### What the task asks
The line containing "Target: concrete walkway" marks the end: restate word for word every line from the first line of the entries below through that one.

### Records for the exercise
=== Begin Enclosure ===
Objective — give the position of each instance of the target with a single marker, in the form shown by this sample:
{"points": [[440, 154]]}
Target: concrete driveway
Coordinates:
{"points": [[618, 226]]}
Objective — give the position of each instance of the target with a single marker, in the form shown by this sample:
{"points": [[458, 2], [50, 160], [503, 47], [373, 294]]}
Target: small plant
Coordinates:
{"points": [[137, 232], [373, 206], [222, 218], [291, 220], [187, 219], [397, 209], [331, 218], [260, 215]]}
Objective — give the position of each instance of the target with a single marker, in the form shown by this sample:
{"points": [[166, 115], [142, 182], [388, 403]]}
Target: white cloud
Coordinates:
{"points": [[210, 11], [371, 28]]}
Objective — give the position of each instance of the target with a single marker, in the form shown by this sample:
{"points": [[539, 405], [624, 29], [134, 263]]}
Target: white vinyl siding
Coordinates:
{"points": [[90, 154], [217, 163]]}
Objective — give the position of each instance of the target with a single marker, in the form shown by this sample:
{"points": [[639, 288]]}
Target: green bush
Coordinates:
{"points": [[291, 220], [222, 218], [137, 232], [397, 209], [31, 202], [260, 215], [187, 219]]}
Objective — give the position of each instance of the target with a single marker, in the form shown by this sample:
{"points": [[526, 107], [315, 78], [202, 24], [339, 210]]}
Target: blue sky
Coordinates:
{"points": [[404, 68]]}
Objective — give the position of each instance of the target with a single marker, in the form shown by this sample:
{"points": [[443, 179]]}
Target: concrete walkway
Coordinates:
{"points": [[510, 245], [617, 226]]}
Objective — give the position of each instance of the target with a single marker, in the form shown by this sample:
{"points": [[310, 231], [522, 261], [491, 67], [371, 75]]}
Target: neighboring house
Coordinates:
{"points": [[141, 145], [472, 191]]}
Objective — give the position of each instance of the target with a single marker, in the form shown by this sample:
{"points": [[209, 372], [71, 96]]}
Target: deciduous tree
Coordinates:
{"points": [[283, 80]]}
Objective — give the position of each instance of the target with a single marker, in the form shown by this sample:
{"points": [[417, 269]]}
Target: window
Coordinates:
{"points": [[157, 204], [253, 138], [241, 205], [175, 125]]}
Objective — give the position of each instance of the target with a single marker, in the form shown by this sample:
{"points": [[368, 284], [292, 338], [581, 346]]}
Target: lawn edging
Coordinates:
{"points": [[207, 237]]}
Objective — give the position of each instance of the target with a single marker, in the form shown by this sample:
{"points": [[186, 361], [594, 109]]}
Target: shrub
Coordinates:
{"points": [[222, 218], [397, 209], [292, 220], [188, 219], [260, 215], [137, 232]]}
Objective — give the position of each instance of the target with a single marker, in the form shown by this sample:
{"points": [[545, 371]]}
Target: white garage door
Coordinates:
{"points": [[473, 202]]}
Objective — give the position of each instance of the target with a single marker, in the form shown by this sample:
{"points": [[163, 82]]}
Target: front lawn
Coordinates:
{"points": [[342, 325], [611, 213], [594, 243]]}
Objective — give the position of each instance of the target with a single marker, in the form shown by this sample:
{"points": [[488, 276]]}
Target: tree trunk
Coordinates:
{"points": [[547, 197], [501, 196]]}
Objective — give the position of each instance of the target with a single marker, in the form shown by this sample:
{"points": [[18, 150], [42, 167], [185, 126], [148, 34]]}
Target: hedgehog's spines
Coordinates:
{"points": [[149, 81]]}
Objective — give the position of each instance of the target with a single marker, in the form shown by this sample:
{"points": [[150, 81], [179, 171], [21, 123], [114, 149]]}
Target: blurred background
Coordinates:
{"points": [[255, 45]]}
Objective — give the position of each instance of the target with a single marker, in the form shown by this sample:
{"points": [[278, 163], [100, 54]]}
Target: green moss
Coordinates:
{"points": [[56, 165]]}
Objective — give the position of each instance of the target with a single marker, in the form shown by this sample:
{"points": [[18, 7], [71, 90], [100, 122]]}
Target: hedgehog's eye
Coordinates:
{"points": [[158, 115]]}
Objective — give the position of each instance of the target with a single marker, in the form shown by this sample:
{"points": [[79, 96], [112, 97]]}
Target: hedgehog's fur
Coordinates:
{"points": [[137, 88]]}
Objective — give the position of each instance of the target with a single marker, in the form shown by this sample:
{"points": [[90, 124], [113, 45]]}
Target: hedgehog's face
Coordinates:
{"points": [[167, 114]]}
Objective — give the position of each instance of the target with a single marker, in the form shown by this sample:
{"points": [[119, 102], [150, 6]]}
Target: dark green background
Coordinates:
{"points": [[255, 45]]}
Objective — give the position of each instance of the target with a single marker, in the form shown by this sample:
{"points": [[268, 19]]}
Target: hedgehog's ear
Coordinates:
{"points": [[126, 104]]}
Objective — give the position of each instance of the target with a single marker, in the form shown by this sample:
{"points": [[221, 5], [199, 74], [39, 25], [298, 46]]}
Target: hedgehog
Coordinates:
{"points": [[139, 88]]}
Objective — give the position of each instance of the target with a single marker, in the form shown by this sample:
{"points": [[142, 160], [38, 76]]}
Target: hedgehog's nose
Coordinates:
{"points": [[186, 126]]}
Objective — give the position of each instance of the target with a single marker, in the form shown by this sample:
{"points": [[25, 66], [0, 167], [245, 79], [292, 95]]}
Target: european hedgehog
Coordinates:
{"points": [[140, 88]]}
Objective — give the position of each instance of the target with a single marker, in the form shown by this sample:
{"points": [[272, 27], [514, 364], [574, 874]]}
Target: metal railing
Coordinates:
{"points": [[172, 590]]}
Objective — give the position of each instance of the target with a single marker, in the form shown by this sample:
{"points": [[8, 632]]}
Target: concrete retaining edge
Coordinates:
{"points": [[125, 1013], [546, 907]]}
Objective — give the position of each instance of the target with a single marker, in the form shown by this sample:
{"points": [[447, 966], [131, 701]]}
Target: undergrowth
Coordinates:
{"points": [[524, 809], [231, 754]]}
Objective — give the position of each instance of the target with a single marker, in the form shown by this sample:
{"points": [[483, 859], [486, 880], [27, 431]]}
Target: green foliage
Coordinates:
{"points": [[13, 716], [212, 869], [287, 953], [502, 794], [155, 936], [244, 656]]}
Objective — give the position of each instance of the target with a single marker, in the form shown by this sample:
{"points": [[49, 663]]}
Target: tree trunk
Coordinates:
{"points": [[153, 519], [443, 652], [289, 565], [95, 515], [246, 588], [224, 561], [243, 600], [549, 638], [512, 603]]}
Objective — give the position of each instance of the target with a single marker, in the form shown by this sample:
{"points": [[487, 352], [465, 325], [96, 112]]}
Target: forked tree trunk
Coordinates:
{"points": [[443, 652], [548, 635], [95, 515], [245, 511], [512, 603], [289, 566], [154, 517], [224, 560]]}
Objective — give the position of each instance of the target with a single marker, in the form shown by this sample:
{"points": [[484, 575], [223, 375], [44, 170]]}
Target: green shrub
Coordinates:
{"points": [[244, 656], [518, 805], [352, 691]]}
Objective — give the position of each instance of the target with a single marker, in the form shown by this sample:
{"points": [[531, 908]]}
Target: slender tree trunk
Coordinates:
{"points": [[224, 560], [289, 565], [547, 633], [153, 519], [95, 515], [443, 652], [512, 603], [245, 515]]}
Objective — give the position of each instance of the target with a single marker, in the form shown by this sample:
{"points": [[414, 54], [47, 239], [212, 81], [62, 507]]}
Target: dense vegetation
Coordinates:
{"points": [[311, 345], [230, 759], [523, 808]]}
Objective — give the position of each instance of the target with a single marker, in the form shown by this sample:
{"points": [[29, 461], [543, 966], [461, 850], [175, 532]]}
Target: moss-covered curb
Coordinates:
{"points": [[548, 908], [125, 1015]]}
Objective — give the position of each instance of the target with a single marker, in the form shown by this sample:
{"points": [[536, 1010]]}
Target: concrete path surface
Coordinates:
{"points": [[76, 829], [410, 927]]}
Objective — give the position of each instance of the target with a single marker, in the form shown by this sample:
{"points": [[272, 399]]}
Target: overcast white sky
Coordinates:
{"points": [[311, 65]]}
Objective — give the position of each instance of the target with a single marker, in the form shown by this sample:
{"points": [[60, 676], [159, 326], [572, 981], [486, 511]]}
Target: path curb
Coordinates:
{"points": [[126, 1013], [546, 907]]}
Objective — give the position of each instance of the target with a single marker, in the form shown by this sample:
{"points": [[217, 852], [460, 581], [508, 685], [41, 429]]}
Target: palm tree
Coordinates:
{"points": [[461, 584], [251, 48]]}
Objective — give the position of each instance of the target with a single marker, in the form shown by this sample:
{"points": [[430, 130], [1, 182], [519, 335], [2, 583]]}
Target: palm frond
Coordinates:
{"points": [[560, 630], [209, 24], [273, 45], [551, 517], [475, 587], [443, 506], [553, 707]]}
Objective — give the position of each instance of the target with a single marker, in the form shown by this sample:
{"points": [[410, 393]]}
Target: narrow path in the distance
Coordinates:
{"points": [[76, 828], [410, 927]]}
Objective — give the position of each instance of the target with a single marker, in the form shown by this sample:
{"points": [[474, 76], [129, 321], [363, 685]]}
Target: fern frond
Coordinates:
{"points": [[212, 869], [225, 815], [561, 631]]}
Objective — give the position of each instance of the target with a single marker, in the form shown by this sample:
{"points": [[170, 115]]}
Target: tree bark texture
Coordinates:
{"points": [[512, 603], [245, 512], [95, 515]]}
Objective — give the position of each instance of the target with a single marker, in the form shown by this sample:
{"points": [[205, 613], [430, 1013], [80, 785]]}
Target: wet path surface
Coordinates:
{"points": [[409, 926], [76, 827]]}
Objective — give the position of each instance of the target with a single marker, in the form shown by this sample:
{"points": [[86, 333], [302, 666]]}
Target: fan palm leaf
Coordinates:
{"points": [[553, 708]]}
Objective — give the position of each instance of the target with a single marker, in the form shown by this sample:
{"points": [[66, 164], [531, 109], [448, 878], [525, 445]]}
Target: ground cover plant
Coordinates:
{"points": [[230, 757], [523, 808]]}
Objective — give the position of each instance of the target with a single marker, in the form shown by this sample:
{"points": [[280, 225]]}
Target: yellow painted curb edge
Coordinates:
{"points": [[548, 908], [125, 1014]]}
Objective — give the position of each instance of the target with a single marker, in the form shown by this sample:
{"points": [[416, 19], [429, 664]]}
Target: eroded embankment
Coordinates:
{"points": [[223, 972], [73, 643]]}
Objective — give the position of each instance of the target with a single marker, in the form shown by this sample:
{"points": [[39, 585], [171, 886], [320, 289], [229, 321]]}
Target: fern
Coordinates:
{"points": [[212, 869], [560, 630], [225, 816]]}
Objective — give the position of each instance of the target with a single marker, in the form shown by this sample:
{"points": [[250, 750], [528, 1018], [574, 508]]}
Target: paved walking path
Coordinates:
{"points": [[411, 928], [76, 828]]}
=== End Enclosure ===
### Written response
Objective — give the position of each instance of the target with a single marker, in the form shown by this sample:
{"points": [[440, 154]]}
Target: concrete driveway
Coordinates:
{"points": [[618, 226]]}
Objective — give the position of each instance of the target with a single marker, in the form shown by this sample:
{"points": [[458, 2], [50, 160], [503, 47], [373, 294]]}
Target: small plant
Coordinates:
{"points": [[137, 232], [373, 206], [222, 218], [291, 220], [187, 219], [397, 209], [331, 218], [260, 215]]}
Objective — give the position of each instance of the target with a single marker, in the form shown by this sample:
{"points": [[166, 115], [142, 182], [388, 403]]}
Target: white cloud
Coordinates:
{"points": [[210, 11], [371, 28]]}
Objective — give the position of each instance of the target with a single marker, in the form shown by this sample:
{"points": [[539, 405], [624, 29], [134, 263]]}
Target: white vinyl siding
Coordinates:
{"points": [[90, 154], [217, 163]]}
Objective — give the position of each instance of the target with a single marker, in the form shown by this sample:
{"points": [[639, 288]]}
Target: green bush
Coordinates:
{"points": [[291, 220], [222, 218], [137, 232], [397, 209], [31, 202], [260, 215], [187, 219]]}
Objective — give the position of each instance of the target with a single marker, in the form shown by this sample:
{"points": [[526, 107], [315, 78], [202, 24], [339, 210]]}
Target: blue sky
Coordinates:
{"points": [[404, 68]]}
Objective — give the position of each instance of the target with a single marker, in the form shown by this sample:
{"points": [[443, 179]]}
Target: concrete walkway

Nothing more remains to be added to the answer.